_Instruction_
Rewrite the data from its start through the line containing "Every path is filled with fill-rule evenodd.", changing "white frame" to "gray frame" and leaving everything else as it is.

# # # # #

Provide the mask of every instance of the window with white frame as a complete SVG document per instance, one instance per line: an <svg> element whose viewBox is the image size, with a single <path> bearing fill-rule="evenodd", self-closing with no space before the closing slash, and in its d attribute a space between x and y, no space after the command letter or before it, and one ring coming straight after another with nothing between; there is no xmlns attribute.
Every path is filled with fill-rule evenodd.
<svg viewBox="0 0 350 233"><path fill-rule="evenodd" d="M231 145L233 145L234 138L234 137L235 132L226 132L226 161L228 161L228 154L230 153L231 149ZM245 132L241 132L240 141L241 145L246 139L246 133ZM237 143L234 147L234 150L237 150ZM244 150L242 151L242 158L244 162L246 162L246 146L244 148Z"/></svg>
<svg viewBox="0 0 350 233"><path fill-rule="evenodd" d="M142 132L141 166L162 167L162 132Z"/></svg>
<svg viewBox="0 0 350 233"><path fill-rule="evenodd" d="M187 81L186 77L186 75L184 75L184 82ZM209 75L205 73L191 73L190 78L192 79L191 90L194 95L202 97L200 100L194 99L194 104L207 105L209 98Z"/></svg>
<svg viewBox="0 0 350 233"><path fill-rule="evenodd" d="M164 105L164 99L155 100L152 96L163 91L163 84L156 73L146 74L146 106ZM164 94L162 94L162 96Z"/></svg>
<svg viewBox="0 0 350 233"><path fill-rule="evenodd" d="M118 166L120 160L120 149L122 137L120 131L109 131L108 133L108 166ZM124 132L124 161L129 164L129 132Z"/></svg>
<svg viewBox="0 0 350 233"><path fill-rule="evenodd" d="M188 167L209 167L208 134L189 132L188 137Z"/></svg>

# # # # #

_Response_
Provide the mask of every instance of the window with gray frame as a complete SVG document per instance, one instance per line: an <svg> element whose viewBox is the image size, with a single <path> bearing fill-rule="evenodd", self-closing with no space before the closing slash, and in its d attribute a space between x and y, no space after the command letter or before it, and one ring coming straight after another with nothing between; there is no xmlns attribute.
Every path is filled with fill-rule evenodd.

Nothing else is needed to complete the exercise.